Activity:
For each line of the listing that includes the word "center", show the whole line.
- Opening Delimiter -
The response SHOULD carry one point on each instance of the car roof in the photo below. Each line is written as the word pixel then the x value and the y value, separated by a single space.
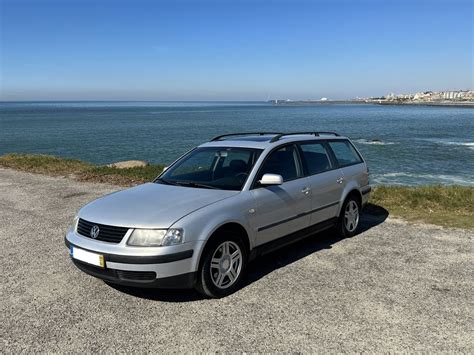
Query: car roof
pixel 263 141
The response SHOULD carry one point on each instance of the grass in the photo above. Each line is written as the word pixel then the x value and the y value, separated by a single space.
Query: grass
pixel 449 206
pixel 79 170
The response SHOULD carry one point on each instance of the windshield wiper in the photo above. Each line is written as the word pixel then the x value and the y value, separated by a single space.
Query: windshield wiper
pixel 195 184
pixel 167 182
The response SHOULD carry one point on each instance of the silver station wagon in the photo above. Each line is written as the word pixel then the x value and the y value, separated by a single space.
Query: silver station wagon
pixel 218 207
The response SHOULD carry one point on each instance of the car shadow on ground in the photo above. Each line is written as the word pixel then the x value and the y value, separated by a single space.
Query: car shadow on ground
pixel 373 216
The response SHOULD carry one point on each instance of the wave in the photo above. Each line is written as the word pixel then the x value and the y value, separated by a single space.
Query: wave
pixel 401 178
pixel 373 142
pixel 469 145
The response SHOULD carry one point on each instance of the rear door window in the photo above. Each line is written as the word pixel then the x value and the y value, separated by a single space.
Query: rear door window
pixel 345 153
pixel 315 157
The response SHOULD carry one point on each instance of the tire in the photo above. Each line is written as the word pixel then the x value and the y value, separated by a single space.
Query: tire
pixel 223 265
pixel 349 218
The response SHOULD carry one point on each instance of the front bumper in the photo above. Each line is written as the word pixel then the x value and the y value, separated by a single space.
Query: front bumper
pixel 175 269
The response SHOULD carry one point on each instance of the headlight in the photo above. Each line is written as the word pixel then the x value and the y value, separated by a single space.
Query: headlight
pixel 74 223
pixel 155 237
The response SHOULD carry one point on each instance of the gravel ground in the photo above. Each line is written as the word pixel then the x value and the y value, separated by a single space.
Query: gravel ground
pixel 394 287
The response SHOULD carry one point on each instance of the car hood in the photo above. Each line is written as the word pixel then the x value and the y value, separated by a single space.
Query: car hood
pixel 150 205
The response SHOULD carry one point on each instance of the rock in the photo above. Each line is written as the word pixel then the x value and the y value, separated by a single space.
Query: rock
pixel 128 164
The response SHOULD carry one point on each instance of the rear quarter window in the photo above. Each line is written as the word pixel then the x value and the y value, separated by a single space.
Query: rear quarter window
pixel 315 157
pixel 345 153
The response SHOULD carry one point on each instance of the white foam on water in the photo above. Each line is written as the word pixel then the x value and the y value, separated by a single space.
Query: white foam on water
pixel 469 145
pixel 391 178
pixel 373 142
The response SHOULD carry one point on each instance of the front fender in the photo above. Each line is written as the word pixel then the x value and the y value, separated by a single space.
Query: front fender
pixel 201 224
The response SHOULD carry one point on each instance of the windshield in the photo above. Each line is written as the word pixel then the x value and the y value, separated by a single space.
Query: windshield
pixel 212 167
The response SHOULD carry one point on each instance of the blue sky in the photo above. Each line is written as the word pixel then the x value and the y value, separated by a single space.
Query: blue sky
pixel 232 50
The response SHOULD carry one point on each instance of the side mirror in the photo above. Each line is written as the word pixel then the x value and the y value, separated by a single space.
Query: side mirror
pixel 271 179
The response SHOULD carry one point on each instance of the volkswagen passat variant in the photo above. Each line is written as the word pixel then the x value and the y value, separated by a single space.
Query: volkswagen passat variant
pixel 219 206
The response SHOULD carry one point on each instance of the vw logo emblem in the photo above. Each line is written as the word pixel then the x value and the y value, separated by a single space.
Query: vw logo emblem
pixel 95 232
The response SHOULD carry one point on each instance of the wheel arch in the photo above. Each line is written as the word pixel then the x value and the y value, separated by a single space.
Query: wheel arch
pixel 350 191
pixel 231 226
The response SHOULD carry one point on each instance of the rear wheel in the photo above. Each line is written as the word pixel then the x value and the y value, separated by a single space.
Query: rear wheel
pixel 224 262
pixel 349 218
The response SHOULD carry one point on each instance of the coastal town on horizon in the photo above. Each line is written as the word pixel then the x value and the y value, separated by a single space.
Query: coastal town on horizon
pixel 441 98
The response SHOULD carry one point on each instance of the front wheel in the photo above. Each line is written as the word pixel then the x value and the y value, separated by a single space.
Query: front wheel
pixel 224 262
pixel 349 218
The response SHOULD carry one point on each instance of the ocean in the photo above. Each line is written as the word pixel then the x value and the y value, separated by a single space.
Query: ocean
pixel 407 145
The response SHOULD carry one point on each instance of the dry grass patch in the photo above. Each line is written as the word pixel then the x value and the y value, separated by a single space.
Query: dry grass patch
pixel 451 206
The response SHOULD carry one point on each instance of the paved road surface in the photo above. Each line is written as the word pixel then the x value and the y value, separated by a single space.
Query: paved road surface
pixel 394 287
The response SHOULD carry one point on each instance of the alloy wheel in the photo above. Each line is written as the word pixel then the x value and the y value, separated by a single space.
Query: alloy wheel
pixel 351 216
pixel 226 264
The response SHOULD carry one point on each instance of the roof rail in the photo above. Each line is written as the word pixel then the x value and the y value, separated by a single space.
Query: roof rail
pixel 218 138
pixel 280 135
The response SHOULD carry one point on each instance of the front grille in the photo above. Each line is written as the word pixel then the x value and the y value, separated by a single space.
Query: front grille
pixel 109 234
pixel 112 274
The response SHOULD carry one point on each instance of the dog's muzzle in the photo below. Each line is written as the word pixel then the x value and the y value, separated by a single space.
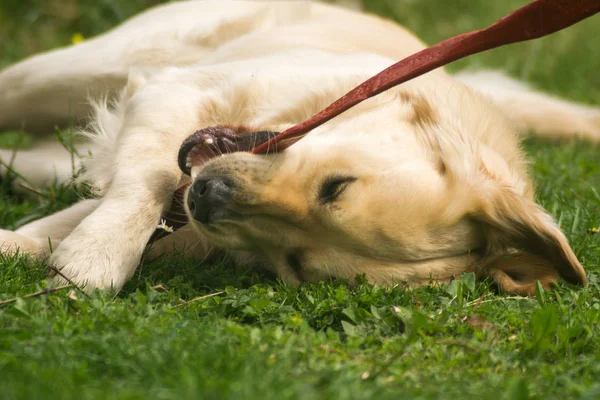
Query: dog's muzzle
pixel 209 197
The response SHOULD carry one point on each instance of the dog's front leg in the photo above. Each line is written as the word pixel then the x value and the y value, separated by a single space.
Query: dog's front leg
pixel 104 250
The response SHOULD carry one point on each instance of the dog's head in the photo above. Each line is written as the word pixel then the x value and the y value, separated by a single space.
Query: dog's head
pixel 396 189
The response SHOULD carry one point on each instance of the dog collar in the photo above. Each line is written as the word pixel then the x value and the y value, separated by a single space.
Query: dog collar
pixel 536 19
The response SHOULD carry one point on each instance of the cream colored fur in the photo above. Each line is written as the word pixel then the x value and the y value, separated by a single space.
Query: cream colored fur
pixel 441 184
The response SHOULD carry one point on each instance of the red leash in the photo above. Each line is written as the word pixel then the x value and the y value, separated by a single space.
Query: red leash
pixel 536 19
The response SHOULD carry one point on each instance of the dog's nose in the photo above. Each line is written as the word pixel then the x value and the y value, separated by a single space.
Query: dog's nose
pixel 208 198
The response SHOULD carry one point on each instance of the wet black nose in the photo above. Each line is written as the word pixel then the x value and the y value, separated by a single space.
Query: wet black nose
pixel 208 198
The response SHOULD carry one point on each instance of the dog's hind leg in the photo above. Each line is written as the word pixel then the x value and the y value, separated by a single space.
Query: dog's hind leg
pixel 531 111
pixel 104 250
pixel 38 238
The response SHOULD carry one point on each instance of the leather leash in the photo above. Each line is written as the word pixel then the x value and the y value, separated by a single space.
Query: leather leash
pixel 534 20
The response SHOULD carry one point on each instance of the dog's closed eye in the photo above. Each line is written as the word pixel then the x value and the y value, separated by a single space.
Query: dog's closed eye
pixel 333 187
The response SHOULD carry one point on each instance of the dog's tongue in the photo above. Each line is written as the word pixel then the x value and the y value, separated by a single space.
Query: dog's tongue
pixel 211 142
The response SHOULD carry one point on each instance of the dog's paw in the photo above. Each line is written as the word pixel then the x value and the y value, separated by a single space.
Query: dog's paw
pixel 95 260
pixel 13 243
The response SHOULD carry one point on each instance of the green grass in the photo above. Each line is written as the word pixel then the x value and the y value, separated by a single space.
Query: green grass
pixel 262 339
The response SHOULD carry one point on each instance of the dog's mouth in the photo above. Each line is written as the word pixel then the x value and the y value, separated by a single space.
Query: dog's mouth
pixel 212 142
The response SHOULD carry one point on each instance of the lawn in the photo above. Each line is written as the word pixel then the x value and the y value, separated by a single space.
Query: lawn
pixel 181 329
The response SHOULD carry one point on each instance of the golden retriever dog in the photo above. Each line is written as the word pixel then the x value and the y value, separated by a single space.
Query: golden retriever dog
pixel 416 185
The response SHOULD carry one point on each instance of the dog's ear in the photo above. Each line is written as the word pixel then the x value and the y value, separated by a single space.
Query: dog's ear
pixel 524 245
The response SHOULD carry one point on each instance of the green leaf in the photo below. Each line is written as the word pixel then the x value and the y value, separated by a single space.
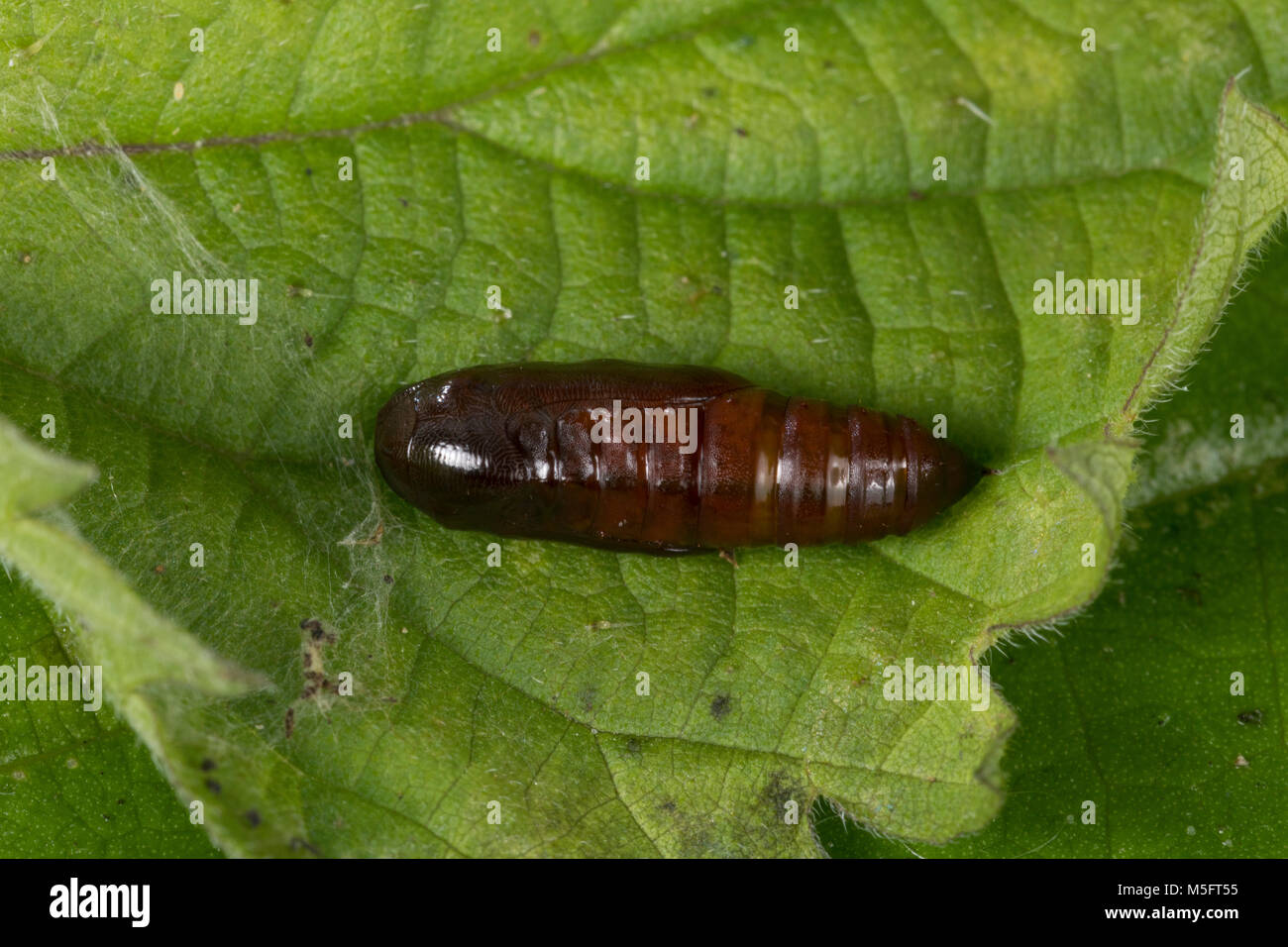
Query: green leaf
pixel 1131 707
pixel 76 783
pixel 516 685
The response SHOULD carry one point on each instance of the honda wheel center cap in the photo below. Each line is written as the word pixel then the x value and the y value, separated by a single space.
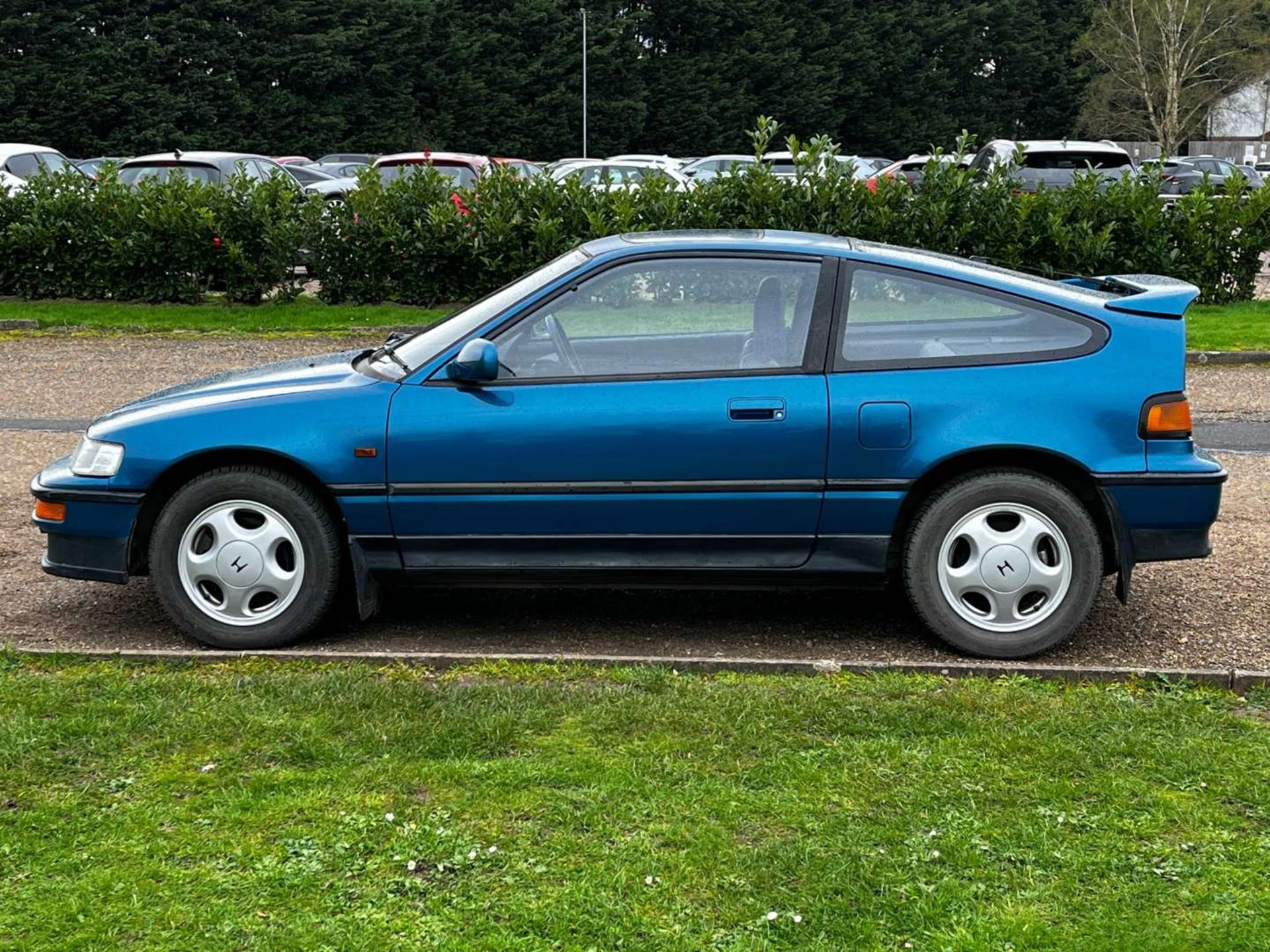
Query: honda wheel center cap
- Closing Delimiter -
Solution to this problem:
The response SHOULD carry one point on each instance of the honda wheel center cap in the photo below. Each line is written as the word pixel then the x value and the y value, separated by a single space.
Query: honda wheel center cap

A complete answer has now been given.